Additional Author Affiliation

New York Medical College

Document Type

Article

Publication Date

2018

Abstract

BACKGROUND: Primary prevention implantable cardioverter-defibrillators (ICDs) reduce mortality in selected patients with left ventricular systolic dysfunction by delivering therapies (antitachycardia pacing or shocks) to terminate potentially lethal arrhythmias; inappropriate therapies also occur. We assessed device therapies among adults receiving primary prevention ICDs in 7 healthcare systems.

■ **Supplied information**

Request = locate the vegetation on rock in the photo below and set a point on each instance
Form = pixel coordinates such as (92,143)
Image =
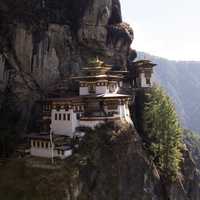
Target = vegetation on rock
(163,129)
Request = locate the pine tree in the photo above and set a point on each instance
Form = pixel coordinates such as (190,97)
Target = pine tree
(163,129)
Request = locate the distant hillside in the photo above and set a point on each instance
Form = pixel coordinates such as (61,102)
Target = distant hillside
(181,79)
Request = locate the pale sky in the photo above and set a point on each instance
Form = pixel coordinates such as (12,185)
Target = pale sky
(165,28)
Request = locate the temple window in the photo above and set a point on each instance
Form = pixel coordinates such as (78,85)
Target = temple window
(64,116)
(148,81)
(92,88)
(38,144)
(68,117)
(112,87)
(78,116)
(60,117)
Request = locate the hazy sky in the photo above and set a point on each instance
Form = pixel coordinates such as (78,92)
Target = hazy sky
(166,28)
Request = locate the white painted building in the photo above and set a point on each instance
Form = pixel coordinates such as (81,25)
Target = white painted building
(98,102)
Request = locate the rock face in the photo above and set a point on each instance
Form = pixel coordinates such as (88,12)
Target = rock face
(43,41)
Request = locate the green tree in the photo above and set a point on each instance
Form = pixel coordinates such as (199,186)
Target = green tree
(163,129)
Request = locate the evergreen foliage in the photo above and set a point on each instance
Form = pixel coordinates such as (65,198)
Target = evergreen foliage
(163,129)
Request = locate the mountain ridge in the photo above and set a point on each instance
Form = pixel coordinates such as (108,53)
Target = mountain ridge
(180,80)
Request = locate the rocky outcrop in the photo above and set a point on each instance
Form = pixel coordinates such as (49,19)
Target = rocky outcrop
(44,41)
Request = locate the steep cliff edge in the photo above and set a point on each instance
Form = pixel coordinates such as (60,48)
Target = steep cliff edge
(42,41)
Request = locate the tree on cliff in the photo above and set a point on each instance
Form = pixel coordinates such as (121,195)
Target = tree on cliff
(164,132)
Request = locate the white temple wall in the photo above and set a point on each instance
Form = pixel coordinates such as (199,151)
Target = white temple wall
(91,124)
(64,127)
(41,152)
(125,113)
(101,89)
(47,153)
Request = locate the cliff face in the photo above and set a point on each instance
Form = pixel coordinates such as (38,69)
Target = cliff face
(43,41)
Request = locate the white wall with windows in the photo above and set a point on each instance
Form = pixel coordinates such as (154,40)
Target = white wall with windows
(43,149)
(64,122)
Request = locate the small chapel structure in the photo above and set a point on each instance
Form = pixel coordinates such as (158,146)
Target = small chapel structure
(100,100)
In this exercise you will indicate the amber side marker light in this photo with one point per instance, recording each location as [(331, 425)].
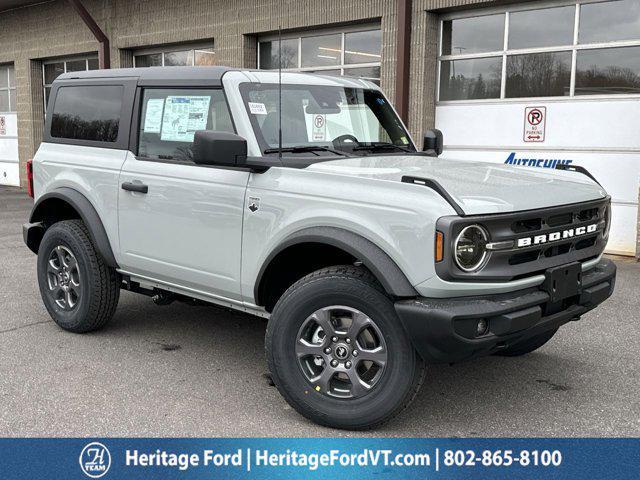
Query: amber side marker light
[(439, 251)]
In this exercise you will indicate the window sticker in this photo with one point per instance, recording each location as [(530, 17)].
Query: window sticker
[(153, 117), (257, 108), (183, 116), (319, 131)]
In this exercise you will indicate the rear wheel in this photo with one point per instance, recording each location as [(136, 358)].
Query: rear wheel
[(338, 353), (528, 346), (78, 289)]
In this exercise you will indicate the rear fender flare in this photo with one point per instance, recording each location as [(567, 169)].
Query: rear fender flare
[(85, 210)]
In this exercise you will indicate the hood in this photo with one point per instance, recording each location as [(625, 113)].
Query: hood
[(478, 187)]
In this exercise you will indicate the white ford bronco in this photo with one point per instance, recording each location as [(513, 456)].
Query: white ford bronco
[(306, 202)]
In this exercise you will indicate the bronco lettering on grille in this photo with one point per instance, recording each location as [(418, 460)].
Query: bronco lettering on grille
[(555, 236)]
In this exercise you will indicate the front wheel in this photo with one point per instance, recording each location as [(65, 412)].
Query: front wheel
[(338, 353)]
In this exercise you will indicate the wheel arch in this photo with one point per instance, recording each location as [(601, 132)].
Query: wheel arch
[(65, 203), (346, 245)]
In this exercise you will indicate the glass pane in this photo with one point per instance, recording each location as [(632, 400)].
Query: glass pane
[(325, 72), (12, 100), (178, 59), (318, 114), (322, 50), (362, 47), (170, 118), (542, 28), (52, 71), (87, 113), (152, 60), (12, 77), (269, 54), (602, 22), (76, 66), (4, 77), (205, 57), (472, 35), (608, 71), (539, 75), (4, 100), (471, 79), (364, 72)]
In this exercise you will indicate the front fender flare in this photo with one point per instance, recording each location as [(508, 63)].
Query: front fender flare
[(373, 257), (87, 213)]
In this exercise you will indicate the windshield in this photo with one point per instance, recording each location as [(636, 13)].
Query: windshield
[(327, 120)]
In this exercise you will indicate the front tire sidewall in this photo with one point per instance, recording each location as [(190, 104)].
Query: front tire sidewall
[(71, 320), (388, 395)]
==
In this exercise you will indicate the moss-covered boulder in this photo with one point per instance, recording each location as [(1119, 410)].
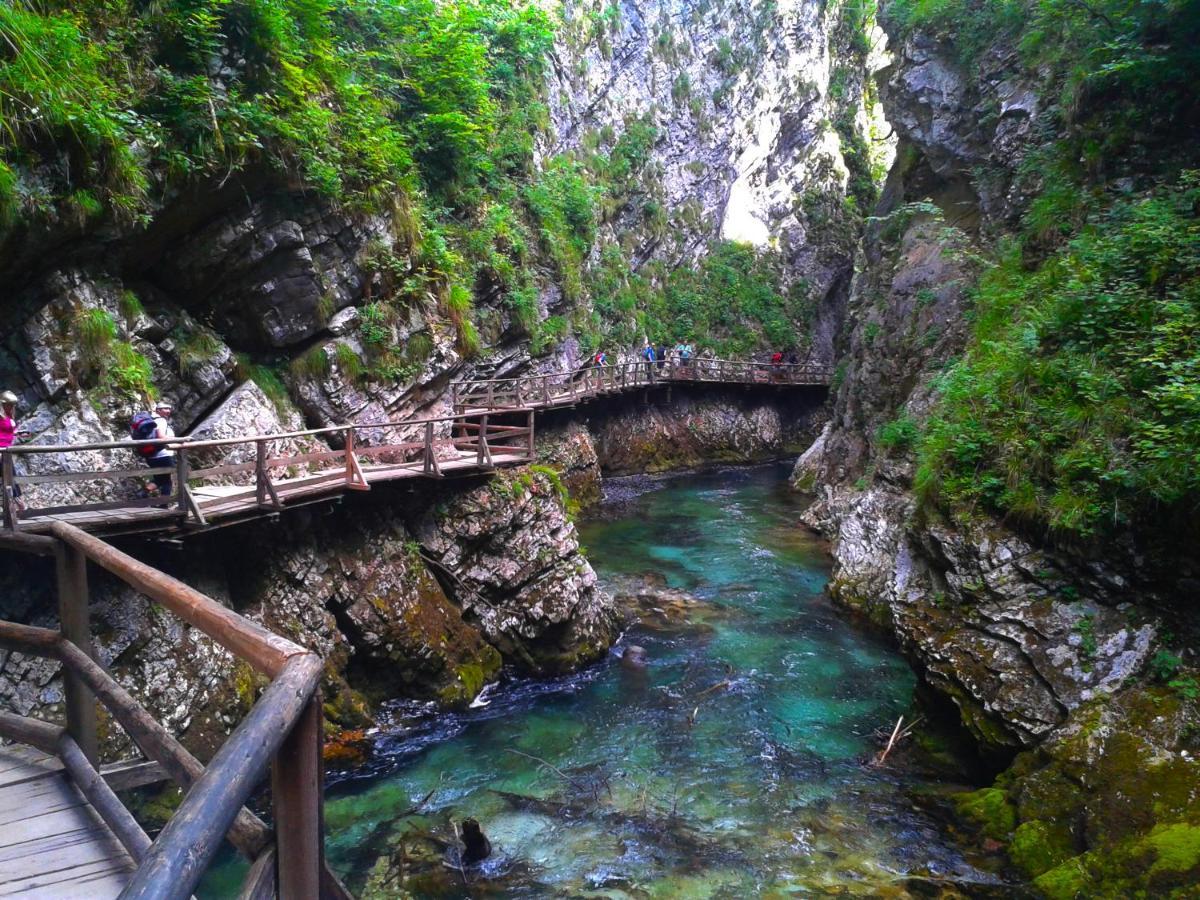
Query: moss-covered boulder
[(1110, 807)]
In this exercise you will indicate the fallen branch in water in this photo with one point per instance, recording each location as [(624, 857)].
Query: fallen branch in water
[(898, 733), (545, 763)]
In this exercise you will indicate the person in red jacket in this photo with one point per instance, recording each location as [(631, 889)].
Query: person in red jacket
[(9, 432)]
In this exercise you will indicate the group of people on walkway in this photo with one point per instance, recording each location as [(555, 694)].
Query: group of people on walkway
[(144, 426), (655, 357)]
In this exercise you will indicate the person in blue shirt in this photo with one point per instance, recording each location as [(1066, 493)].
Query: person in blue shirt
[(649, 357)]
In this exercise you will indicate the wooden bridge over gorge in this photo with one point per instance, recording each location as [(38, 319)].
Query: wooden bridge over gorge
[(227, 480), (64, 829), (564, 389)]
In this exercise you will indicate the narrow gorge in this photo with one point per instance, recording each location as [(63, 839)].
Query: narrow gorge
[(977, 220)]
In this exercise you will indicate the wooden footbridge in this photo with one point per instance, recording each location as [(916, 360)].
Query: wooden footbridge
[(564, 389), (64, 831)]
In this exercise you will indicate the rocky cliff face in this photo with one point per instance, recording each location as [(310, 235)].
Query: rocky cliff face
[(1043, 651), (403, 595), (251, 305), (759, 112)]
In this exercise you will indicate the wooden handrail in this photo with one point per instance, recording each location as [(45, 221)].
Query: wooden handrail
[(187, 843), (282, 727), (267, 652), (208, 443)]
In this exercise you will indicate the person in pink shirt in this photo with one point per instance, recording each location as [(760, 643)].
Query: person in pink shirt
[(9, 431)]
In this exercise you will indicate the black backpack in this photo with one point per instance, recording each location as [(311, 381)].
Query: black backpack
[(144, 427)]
==
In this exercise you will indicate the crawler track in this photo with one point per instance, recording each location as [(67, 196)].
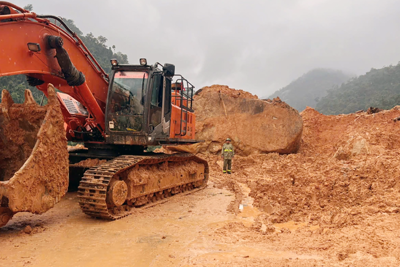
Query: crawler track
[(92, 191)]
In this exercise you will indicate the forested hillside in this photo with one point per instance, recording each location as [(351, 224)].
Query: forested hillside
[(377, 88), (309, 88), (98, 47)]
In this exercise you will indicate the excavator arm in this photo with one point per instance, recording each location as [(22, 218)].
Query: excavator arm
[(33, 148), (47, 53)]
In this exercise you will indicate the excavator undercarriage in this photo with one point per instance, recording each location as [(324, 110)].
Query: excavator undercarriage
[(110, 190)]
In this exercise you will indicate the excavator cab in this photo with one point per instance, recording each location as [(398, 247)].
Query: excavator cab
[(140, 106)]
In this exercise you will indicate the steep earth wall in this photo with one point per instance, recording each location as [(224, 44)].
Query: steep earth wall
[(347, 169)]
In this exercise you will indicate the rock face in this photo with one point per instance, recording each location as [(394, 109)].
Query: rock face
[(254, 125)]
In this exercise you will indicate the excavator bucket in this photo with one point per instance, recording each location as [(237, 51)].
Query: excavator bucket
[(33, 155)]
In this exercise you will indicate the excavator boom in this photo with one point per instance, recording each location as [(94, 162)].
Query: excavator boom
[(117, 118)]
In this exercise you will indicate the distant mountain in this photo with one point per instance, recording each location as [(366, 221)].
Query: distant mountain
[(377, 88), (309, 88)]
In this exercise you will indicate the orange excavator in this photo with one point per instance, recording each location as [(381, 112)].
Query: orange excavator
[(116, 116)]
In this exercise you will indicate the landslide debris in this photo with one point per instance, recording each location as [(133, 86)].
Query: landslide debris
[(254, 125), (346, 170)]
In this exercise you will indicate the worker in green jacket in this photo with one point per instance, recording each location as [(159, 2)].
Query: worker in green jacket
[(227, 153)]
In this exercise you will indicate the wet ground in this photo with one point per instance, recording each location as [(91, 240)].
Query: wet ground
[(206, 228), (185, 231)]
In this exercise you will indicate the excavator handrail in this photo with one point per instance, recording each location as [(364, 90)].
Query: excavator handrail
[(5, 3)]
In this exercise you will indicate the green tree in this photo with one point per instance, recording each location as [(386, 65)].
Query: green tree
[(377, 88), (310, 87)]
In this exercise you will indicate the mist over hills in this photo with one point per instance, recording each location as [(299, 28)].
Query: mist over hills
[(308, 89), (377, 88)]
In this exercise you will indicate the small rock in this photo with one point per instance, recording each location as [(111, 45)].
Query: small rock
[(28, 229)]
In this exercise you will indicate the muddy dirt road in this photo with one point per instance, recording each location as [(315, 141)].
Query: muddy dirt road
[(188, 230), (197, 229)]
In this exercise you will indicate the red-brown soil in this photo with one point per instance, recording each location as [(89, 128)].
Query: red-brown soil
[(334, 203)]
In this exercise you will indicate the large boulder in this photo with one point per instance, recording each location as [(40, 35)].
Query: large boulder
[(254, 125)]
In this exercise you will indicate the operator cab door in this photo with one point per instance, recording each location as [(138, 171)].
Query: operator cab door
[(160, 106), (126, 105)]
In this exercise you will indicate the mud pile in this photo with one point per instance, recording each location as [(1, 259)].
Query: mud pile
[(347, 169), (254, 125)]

■ **Explore the material**
1. In the ICD abstract, how many healthcare systems did the assessment of device therapies cover?
2. Rewrite the paragraph of the ICD abstract beginning "BACKGROUND: Primary prevention" as a short bulleted list that keeps its main facts.
The entries have no connection to the ICD abstract.

■ **Responses by item number**
1. Seven healthcare systems.

2.
- Primary prevention implantable cardioverter-defibrillators (ICDs) reduce mortality in selected patients with left ventricular systolic dysfunction.
- They do this by delivering therapies (antitachycardia pacing or shocks) to terminate potentially lethal arrhythmias.
- Inappropriate therapies also occur.
- Device therapies were assessed among adults receiving primary prevention ICDs in 7 healthcare systems.